Quote exactly and only this range of lines in the data below: the line that holds "Reviewer note: make sure each instance of the green" to the line that holds "Reviewer note: make sure each instance of the black pants", both included.

[[ Information provided open ]]

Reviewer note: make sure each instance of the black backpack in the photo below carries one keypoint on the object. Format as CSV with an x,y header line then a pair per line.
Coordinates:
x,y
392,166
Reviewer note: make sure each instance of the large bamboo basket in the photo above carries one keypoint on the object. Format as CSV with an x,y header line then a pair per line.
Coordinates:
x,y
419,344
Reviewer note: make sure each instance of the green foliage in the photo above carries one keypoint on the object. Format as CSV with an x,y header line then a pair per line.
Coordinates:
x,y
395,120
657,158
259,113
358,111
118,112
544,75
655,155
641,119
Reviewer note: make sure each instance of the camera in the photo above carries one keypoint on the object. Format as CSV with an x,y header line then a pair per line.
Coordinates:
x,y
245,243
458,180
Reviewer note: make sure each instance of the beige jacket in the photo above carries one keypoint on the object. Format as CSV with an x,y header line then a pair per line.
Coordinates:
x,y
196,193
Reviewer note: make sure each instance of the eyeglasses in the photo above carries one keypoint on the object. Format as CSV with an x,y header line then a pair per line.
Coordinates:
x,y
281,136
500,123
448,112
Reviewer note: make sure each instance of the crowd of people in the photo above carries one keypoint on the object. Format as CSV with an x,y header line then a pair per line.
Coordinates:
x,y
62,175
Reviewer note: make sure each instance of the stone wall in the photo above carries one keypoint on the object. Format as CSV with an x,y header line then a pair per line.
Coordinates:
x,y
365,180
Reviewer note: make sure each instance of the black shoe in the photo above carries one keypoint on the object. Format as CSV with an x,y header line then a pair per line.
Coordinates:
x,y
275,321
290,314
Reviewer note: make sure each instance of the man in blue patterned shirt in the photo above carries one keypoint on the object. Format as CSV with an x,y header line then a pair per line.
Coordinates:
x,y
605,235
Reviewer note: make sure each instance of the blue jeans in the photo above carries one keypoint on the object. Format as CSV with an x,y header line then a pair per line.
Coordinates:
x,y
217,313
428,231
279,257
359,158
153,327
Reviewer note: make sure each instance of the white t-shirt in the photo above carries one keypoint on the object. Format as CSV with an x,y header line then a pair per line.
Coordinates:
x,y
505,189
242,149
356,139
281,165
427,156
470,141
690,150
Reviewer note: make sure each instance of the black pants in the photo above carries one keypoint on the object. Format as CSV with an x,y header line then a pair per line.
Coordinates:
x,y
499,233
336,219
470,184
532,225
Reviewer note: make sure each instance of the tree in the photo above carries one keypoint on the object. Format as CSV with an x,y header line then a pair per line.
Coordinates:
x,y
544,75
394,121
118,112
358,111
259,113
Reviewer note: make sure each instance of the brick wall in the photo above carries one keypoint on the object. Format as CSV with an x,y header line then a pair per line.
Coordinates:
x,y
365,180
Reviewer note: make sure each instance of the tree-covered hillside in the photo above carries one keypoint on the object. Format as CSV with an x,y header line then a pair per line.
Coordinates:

[[ Information provided closed ]]

• Response
Reviewer note: make sure each instance of the green foliage in the photo above carries one keypoint on the object. Format as CSV with an x,y header line then a pair per line.
Coordinates:
x,y
395,120
657,158
259,113
358,111
118,112
544,75
655,155
641,119
Reviewer note: make sure each instance of the camera in the photo above carries one keypoint on the object. Format as CSV with an x,y header line then a pair per line.
Coordinates:
x,y
245,243
458,180
Reviewer note: make sure each instance of the beige jacket in the photo above carries one keypoint on the object. Format as CSV with an x,y header line then a pair per line.
Coordinates:
x,y
196,193
Reviewer note: make sure each instance of the eyeglasses in the photo above carries one keypoint on the object. Format as CSV with an x,y header line then a pair per line.
Coordinates:
x,y
281,136
500,123
448,112
Reviewer note: make sure each instance of the crowd of people in the photo above carries one keypoint on the object. Format as CSV with an x,y header line then a pair per line.
Coordinates:
x,y
62,175
Reviewer note: make sure each instance of the stone wall in the photo above carries one keypoint on the object. Format as CSV with an x,y header line then a pair per line.
Coordinates:
x,y
365,180
Reviewer note: make sure each instance of the black shoe in the photo above carries one keypoint on the object. Format as CSV with an x,y header line then a pair per line.
Coordinates:
x,y
275,321
290,314
Reviewer note: make sure each instance of the man in blue patterned shirt in the photo above carries one keypoint on the object. Format as CSV with an x,y header line then a pair per line.
Coordinates:
x,y
605,235
Reviewer note: make sure each instance of the blue jeans in the photo above carries one keypoint on the object. Format as CSV with an x,y header line then a pair per line.
Coordinates:
x,y
217,313
428,231
279,257
359,158
153,327
Reviewer note: make sure each instance of the white t-shirt in the photo above carries one keypoint on the object. Format as CSV with an x,y header line then a pair per line.
Coordinates:
x,y
505,189
242,149
356,139
281,165
427,156
470,141
690,150
Reviewer note: make sure each instance of the black pants in the photo above carries one keypoint on the object. Format as CSV with an x,y header line then a pair per line.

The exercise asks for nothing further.